ИСХОДНЫЙ ТЕКСТ ▸

Это похоже на лицемерие, но тщательное исследование показывает, что это не было лицемерием. Лицемерие Вильсона было почти всегда самообманом. Он обладал громадной способностью игнорировать факты и огромной верой в слова. Его отношение к фактам и фразам было прямо противоположно отношению к ним ученого. Он не мог позволить, чтобы прекрасная фраза была убита неоспоримым фактом. Он радовался, позволяя прекрасной фразе уничтожать неприятный факт. Когда он изобретал чудесную фразу, он начинал в нее верить безотносительно к каким-либо фактам. В начале марта 1917 года он оказался перед дилеммой, решить которую вначале ему не представлялось возможным. Факты говорили ему, что война закончится несправедливым миром. До тех пор пока он придерживался фактов, у него было лишь два выбора.

ДАННЫЕ ▸
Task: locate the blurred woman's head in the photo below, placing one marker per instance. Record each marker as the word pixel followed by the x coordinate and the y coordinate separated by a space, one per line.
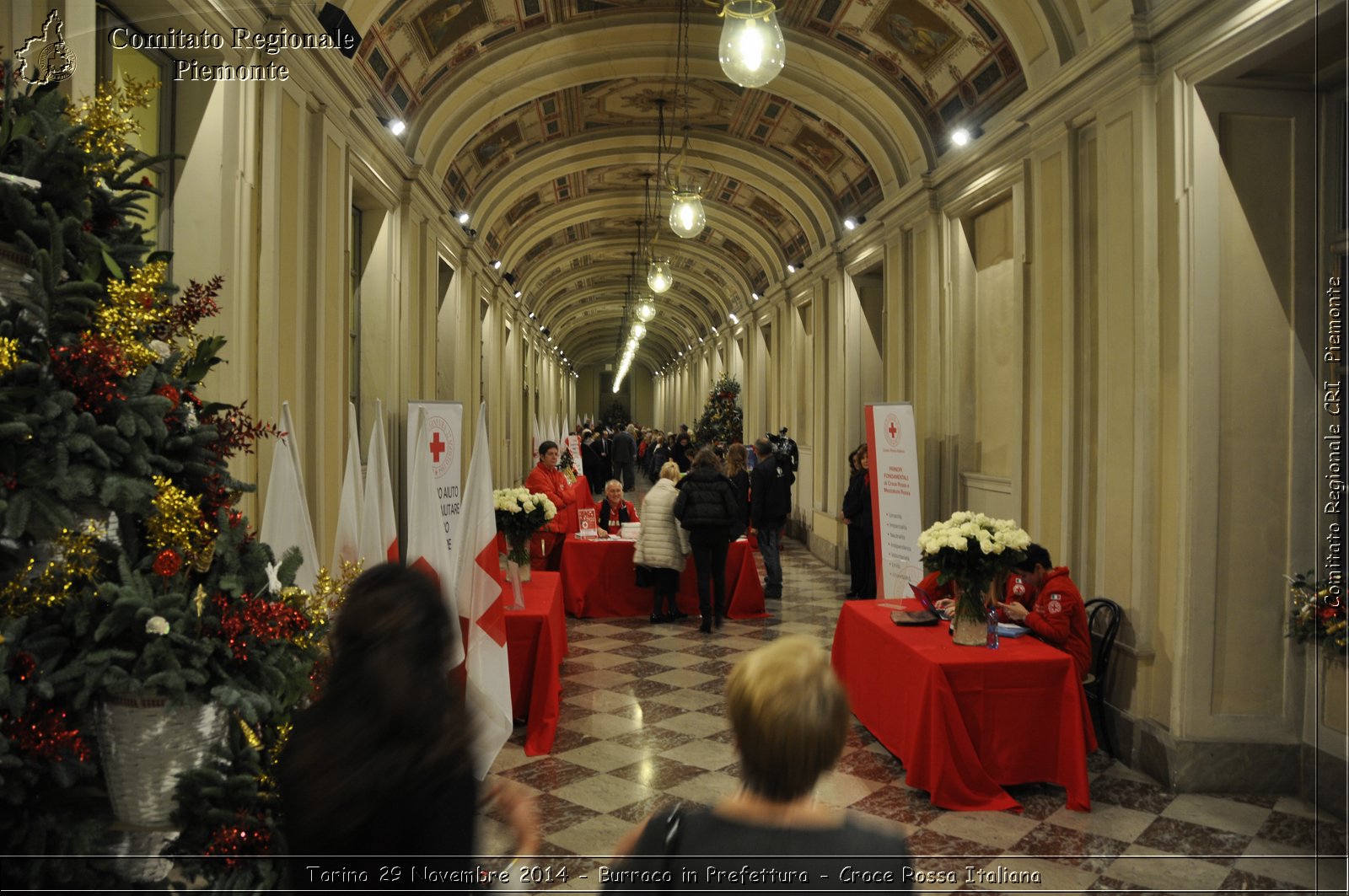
pixel 789 716
pixel 707 458
pixel 735 459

ЗАДАНИЕ 1 ▸
Перепишите без изменений отрывок из фрагмента о Вильсоне, который открывается словами «Это похоже на» и заканчивается словами «лишь два выбора.».
ЗАДАНИЕ 2 ▸
Ответьте по фрагменту о Вильсоне:
(a) Чем почти всегда было лицемерие Вильсона?
(b) Когда Вильсон оказался перед дилеммой?
(c) Сколько выборов было у него, пока он придерживался фактов?

ОТВЕТ 1 ▸
Это похоже на лицемерие, но тщательное исследование показывает, что это не было лицемерием. Лицемерие Вильсона было почти всегда самообманом. Он обладал громадной способностью игнорировать факты и огромной верой в слова. Его отношение к фактам и фразам было прямо противоположно отношению к ним ученого. Он не мог позволить, чтобы прекрасная фраза была убита неоспоримым фактом. Он радовался, позволяя прекрасной фразе уничтожать неприятный факт. Когда он изобретал чудесную фразу, он начинал в нее верить безотносительно к каким-либо фактам. В начале марта 1917 года он оказался перед дилеммой, решить которую вначале ему не представлялось возможным. Факты говорили ему, что война закончится несправедливым миром. До тех пор пока он придерживался фактов, у него было лишь два выбора.

ОТВЕТ 2 ▸
(a) Самообманом.
(b) В начале марта 1917 года.
(c) Два.